(Lines from a collection)
--- Begin ---

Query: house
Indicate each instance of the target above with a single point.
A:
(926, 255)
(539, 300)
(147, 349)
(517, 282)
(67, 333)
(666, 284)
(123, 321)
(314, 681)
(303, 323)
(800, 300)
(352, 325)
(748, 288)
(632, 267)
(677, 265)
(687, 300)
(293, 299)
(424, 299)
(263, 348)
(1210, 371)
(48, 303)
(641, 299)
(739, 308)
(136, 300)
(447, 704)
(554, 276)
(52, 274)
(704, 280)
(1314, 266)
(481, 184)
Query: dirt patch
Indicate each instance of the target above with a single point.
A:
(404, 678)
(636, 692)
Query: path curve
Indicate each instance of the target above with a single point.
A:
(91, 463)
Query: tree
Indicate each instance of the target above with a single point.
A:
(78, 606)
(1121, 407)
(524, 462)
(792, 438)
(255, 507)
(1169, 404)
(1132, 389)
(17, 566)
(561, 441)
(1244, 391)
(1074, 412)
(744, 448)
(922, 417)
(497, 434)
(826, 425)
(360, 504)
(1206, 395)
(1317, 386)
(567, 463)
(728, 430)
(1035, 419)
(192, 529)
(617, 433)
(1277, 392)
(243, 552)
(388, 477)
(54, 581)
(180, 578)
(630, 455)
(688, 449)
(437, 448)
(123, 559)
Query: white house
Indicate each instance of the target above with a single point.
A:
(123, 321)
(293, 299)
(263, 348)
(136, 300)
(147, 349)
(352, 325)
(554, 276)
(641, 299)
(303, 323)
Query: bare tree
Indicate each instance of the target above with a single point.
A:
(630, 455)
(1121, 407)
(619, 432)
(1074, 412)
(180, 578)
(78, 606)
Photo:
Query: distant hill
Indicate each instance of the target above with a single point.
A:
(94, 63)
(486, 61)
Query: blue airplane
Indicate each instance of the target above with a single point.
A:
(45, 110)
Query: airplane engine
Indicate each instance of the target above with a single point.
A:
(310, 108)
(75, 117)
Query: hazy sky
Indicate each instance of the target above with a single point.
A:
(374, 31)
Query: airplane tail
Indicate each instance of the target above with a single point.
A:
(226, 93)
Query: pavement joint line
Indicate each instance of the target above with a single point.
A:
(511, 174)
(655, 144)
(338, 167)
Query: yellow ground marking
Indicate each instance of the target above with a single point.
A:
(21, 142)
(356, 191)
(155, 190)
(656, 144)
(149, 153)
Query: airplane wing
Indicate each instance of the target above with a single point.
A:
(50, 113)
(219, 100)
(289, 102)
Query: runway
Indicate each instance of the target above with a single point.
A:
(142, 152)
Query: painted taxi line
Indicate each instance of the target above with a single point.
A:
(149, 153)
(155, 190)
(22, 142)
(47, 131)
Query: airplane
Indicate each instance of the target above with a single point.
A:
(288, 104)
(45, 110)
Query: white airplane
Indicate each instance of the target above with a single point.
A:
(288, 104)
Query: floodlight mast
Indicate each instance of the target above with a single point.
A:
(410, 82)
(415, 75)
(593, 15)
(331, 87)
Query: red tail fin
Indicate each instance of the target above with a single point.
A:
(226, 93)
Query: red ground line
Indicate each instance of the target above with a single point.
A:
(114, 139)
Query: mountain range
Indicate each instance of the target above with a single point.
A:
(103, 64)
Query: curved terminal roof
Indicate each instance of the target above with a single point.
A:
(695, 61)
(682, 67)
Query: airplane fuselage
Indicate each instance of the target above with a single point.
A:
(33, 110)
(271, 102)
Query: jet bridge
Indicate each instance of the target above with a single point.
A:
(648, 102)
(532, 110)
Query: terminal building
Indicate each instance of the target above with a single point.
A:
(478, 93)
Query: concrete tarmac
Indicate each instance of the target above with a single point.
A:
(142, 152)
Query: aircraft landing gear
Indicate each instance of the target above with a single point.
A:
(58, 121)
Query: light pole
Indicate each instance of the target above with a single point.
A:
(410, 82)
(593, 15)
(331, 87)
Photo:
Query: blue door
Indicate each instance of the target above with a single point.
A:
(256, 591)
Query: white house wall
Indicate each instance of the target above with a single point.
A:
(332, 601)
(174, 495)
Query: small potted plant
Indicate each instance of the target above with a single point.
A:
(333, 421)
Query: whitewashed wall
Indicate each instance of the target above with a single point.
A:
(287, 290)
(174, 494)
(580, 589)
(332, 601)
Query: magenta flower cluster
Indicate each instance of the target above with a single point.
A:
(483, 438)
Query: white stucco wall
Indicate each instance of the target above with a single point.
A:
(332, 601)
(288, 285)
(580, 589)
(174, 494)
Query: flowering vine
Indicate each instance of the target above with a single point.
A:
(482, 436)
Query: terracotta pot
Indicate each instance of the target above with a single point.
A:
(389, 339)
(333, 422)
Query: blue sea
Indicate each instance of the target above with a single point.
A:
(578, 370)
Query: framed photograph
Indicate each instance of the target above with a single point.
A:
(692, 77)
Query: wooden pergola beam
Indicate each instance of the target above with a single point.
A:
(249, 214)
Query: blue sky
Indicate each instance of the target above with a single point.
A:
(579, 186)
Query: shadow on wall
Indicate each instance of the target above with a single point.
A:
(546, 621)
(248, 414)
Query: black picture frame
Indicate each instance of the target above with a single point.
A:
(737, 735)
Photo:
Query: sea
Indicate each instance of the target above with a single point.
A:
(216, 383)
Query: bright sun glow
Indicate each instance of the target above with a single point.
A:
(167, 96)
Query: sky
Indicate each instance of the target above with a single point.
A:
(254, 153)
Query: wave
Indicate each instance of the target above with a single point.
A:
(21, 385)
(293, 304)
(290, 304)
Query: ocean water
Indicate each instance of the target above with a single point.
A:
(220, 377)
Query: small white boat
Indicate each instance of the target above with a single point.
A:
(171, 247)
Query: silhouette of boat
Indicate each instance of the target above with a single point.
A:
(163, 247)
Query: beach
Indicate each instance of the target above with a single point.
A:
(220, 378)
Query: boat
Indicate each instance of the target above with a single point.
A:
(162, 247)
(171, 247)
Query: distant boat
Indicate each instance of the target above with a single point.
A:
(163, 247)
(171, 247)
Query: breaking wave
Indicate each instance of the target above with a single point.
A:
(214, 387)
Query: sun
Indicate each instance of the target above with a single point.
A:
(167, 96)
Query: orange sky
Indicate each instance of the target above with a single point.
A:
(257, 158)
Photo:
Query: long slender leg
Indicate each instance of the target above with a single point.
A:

--- End ---

STATED PROBLEM – Repeat all of the lines above word for word, keeping them in the same order.

SOLUTION BELOW –
Query: house
Indicate each instance of the target above with a single point.
A:
(926, 255)
(539, 300)
(147, 349)
(517, 282)
(67, 333)
(666, 284)
(123, 321)
(314, 681)
(303, 323)
(800, 300)
(352, 325)
(748, 288)
(632, 267)
(677, 265)
(687, 300)
(293, 299)
(424, 299)
(263, 348)
(1210, 371)
(48, 303)
(641, 299)
(739, 308)
(136, 300)
(447, 704)
(554, 276)
(52, 274)
(704, 280)
(1314, 266)
(481, 184)
Query: dirt patch
Indicate each instance of the target above with a single point.
A:
(404, 678)
(636, 692)
Query: path curve
Indicate each instance of the target above with a single point.
A:
(91, 463)
Query: tree
Indicate each instance of the target above with a single point.
A:
(78, 606)
(1121, 407)
(524, 462)
(792, 438)
(255, 507)
(1169, 404)
(1132, 389)
(17, 566)
(561, 441)
(1244, 391)
(1074, 412)
(744, 448)
(922, 417)
(497, 434)
(826, 425)
(360, 504)
(1206, 395)
(1317, 386)
(567, 463)
(728, 430)
(1035, 419)
(192, 529)
(617, 433)
(1277, 392)
(243, 552)
(388, 477)
(54, 581)
(180, 578)
(630, 455)
(688, 449)
(437, 448)
(123, 559)
Query: white house
Indicate each instance of the target above with a single point.
A:
(123, 321)
(293, 299)
(263, 348)
(136, 300)
(147, 349)
(352, 325)
(554, 276)
(641, 299)
(303, 323)
Query: bare tree
Indicate each instance of the target above with a single point.
A:
(630, 455)
(1121, 407)
(619, 432)
(1074, 412)
(180, 578)
(78, 606)
Photo:
Query: distant hill
Indicate each instance of the target above with a single point.
A:
(94, 63)
(486, 61)
Query: blue airplane
Indicate each instance of the target above with a single point.
A:
(45, 110)
Query: airplane engine
Indicate each instance of the target above with a single point.
A:
(310, 108)
(75, 117)
Query: hazy sky
Indicate each instance of the target above with a single point.
A:
(374, 31)
Query: airplane tail
Indicate each instance of the target above with a single point.
A:
(226, 93)
Query: pavement joint line
Indicate each instance of the target above with a single point.
A:
(511, 174)
(655, 144)
(338, 167)
Query: yellow ground marking
Indicate each instance of the target above with a single point.
A:
(21, 142)
(356, 191)
(155, 190)
(656, 144)
(149, 153)
Query: airplane wing
Indicate each instance of the target above with a single point.
A:
(50, 113)
(219, 100)
(289, 102)
Query: runway
Indicate each instance of the target above with a single point.
A:
(142, 152)
Query: painted taxi line
Indicate each instance of the target above with a single point.
A:
(149, 153)
(155, 190)
(22, 142)
(47, 131)
Query: airplane
Indicate each instance of the target above with a single point.
A:
(288, 104)
(45, 110)
Query: white airplane
Indicate each instance of the target above with a single point.
A:
(288, 104)
Query: floodlight mast
Indicate each instance of the target above with a single point.
A:
(410, 82)
(415, 75)
(593, 15)
(331, 87)
Query: red tail fin
Indicate each instance of the target above with a single point.
A:
(226, 93)
Query: red ground line
Indicate each instance of the target above with a single point.
A:
(114, 139)
Query: mountain range
Indicate each instance of the target above with a single point.
A:
(103, 64)
Query: curved terminal roof
Indicate each instance of the target above with a single point.
A:
(695, 61)
(682, 67)
Query: airplane fuselage
Indicate each instance of the target above with a single point.
A:
(33, 110)
(271, 102)
Query: jet bridge
Indicate each instance of the target above with a single point.
A:
(648, 102)
(532, 110)
Query: terminal building
Indicate each instance of the target above with a single point.
A:
(478, 93)
Query: concrete tarmac
Indicate each instance of the target above with a single point.
A:
(142, 152)
Query: aircraft landing gear
Indicate each instance of the target above with a single point.
A:
(58, 121)
Query: light pole
Indicate each instance of the target above with a single point.
A:
(410, 82)
(593, 15)
(331, 87)
Photo:
Query: blue door
Indicate each instance of the target above with a single point.
A:
(256, 591)
Query: white house wall
Indicate each instance of the target above with a single point.
A:
(332, 601)
(174, 495)
Query: small potted plant
Indicate each instance of the target above with a single point.
A:
(333, 421)
Query: whitewashed wall
Indicate each instance of the target above with a single point.
A:
(287, 290)
(174, 494)
(580, 589)
(332, 601)
Query: magenta flower cluster
Indicate each instance of the target above with a single point.
A:
(483, 438)
Query: white stucco wall
Indicate each instance of the target above with a single point.
A:
(332, 601)
(288, 285)
(580, 589)
(174, 494)
Query: flowering vine
Indicate each instance of the target above with a single point.
A:
(482, 436)
Query: terracotta pot
Indicate each instance of the target above with a single point.
A:
(389, 339)
(333, 422)
Query: blue sea
Indicate each instance of the target above with a single point.
A:
(578, 370)
Query: framed photograph
Indicate each instance of the target above with a single point.
A:
(692, 77)
Query: wooden pergola beam
Indicate each instance of the target above with a single point.
A:
(249, 214)
Query: blue sky
Indicate each instance of the target above with a single point.
A:
(579, 186)
Query: shadow on wall
Indicate each instance of the target above with a single point.
A:
(546, 621)
(248, 414)
Query: black picture frame
Indicate each instance of the target above with a single point.
A:
(737, 735)
Photo:
Query: sea
Indicate each instance of the target above with a single point.
A:
(216, 383)
Query: bright sun glow
Indicate each instance of the target above with a single point.
A:
(167, 96)
Query: sky
Indicate each instance of the target above with a single point.
A:
(254, 153)
Query: wave
Indicate each instance of the target above with a single point.
A:
(21, 385)
(293, 304)
(290, 304)
Query: ocean water
Indicate each instance of the target above with a single point.
A:
(220, 377)
Query: small white boat
Indicate each instance of the target above with a single point.
A:
(171, 247)
Query: silhouette of boat
Indicate each instance of the target above with a single point.
A:
(163, 247)
Query: beach
Indicate each instance of the target above with a single point.
A:
(220, 378)
Query: boat
Indicate each instance of the target above with a single point.
A:
(162, 247)
(171, 247)
Query: distant boat
Indicate each instance of the target above with a single point.
A:
(163, 247)
(171, 247)
Query: breaking wave
Indicate each instance of the target above with a single point.
A:
(214, 387)
Query: sun
Indicate each instance of the target above with a single point.
A:
(167, 96)
Query: orange sky
Indicate each instance of the target above with a single point.
A:
(257, 158)
Photo:
Query: long slender leg
Indicate each instance of the target above with a single point.
A:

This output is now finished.